§ Extract to read

──────────

Q-learning for Real-Time Swarm (Q-RTS)¹⁹ is a multi-agent generalization of Q-learning²¹ and it is meant for hardware-based implementations. It improves the convergence speed for real-time RL of intelligent swarms. Q-RTS allows for the sharing the swarm knowledge by using a global swarm Q-matrix \(Q_{sw}\). The global matrix \(Q_{sw}\) is computed by the central node that merges the N-agents local Q-matrices \(Q_i\). The merging operation is carried out thanks to an aggregation function applied to the set \(\Pi\) of all the local matrices (1).

$$\begin{aligned} Q_{sw}(s,a) = {\left\{ \begin{array}{ll} \underset{Q_i \in \Pi }{\max }\ Q_i(s,a), \quad \text{ if } \left|\underset{Q_i \in \Pi }{\max }\ Q_i(s,a) \right|> \left|\underset{Q_i \in \Pi }{\min }\ Q_i(s,a) \right|\\ \underset{Q_i \in \Pi }{\min }\ Q_i(s,a), \quad \text{ otherwise } \end{array}\right. } \end{aligned}$$

(1)

Each agent computes in parallel an updated matrix \(Q'_i\) that is a linear combination of \(Q_{sw}\) and \(Q_i\). The agent evaluates its new local Q-matrix \(Q_i\) by applying Q-learning update rule to \(Q'_i\) (2). \(\beta \in [0,1)\) is a parameter called independence factor which weights the local and global knowledge.

$$\begin{aligned} \left\{ \begin{aligned} Q_i(s_t,a_t)&\leftarrow (1-\alpha )Q'_i(s_t,a_t) + \alpha (r_i + \gamma \max _{\{ a \}} Q'_i(s_{t+1},a)) \\ Q'_i(s_t,a_t)&= \beta Q_i(s_t,a_t) + (1-\beta )Q_{sw}(s_t,a_t) \end{aligned}\right. \end{aligned}$$

(2)

Distributed Q-RTS

We propose a novel fully decentralized MARL algorithm, inspired by Q-RTS. This method is optimized for swarm reinforcement learning applications, overcoming the above-discussed limitations due to communication issues with the main node.

For swarm applications, the use of a central node implies two main limitations:

• The design of the entities composing the swarm is heterogeneous as the central node is characterized by a different functionality with respect to the other agents.

• The central node represents a single point of failure: if this node fails, the correct behavior of the system is compromised.

The possibility of failed transmissions between agents and the central node is not considered in the literature. However, it is a very common event in some contexts, e.g. IoT wireless networks.

──────────

§ Dataset records

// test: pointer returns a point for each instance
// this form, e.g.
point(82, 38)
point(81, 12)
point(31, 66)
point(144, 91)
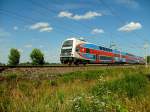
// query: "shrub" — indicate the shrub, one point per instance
point(14, 57)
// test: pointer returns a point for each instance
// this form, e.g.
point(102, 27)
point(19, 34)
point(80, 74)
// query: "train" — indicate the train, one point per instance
point(78, 51)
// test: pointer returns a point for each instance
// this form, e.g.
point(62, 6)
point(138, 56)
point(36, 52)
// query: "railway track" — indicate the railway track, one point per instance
point(3, 68)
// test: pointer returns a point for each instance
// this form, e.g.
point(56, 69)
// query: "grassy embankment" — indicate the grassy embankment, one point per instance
point(103, 90)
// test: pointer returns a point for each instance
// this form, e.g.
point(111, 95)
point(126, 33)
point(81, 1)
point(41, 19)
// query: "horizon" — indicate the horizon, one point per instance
point(28, 24)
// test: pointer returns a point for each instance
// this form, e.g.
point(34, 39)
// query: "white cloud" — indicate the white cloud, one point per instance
point(87, 15)
point(15, 28)
point(128, 3)
point(28, 46)
point(130, 27)
point(4, 33)
point(97, 30)
point(65, 14)
point(42, 27)
point(20, 50)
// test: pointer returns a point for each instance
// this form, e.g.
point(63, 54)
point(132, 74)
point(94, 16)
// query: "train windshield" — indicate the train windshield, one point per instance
point(66, 52)
point(68, 43)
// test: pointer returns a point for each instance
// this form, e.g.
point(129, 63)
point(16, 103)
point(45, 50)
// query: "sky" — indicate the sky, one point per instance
point(45, 24)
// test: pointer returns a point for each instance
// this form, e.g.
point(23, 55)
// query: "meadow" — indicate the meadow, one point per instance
point(125, 89)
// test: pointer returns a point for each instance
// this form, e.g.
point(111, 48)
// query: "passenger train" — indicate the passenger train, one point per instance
point(77, 51)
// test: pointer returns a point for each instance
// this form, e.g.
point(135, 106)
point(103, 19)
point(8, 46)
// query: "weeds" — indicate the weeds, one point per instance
point(114, 90)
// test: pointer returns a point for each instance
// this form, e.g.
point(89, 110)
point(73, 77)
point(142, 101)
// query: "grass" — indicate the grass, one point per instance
point(103, 90)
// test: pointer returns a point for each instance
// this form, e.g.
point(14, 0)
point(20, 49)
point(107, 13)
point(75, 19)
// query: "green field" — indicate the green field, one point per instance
point(101, 90)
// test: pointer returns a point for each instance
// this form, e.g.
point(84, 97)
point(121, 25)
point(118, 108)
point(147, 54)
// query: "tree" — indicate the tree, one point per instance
point(37, 57)
point(14, 57)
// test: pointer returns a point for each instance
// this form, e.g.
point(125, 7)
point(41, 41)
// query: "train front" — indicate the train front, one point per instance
point(66, 56)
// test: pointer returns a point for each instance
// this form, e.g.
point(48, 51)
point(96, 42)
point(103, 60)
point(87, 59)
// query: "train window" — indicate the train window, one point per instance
point(77, 49)
point(68, 43)
point(105, 58)
point(66, 51)
point(87, 50)
point(100, 48)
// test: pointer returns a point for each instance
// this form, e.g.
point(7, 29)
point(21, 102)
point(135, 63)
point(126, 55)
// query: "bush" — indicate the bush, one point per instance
point(14, 57)
point(37, 57)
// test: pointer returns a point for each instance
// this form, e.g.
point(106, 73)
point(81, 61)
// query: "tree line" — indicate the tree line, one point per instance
point(36, 56)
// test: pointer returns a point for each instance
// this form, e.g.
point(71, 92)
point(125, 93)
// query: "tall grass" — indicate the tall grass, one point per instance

──────────

§ Instructions
1: For the text on Q-RTS, state whether each statement agrees with it: (a) Q-RTS is meant for hardware-based implementations; (b) the literature considers the possibility of failed transmissions between agents and the central node; (c) the proposed algorithm relies on a central node. Answer each with yes or no and quote the deciding words of the text.
2: Rewrite every line of the entries from their start through the line holding "point(28, 24)", inclusive, keeping all other lines unchanged. Multiply each answer coordinate by 1.95 and round to whole numbers, with halves rounded up. Omit the pictures.
The text and the entries come from different sources.

§ Solved tasks
1:
(a) Yes: "it is meant for hardware-based implementations"
(b) No: "The possibility of failed transmissions between agents and the central node is not considered in the literature."
(c) No: "We propose a novel fully decentralized MARL algorithm"

2:
// test: pointer returns a point for each instance
// this form, e.g.
point(82, 38)
point(81, 12)
point(31, 66)
point(144, 91)
// query: "shrub" — indicate the shrub, one point per instance
point(27, 111)
// test: pointer returns a point for each instance
// this form, e.g.
point(102, 27)
point(19, 34)
point(80, 74)
// query: "train" — indicate the train, one point per instance
point(152, 99)
// test: pointer returns a point for each instance
// this form, e.g.
point(62, 6)
point(138, 56)
point(36, 52)
// query: "railway track" — indicate the railway track, one point per instance
point(6, 133)
// test: pointer returns a point for each instance
// this form, e.g.
point(56, 69)
// query: "grassy embankment" — indicate the grassy embankment, one point per instance
point(201, 176)
// test: pointer returns a point for each instance
// this form, e.g.
point(111, 95)
point(126, 33)
point(81, 1)
point(41, 19)
// query: "horizon" — indicate the horizon, one point per instance
point(55, 47)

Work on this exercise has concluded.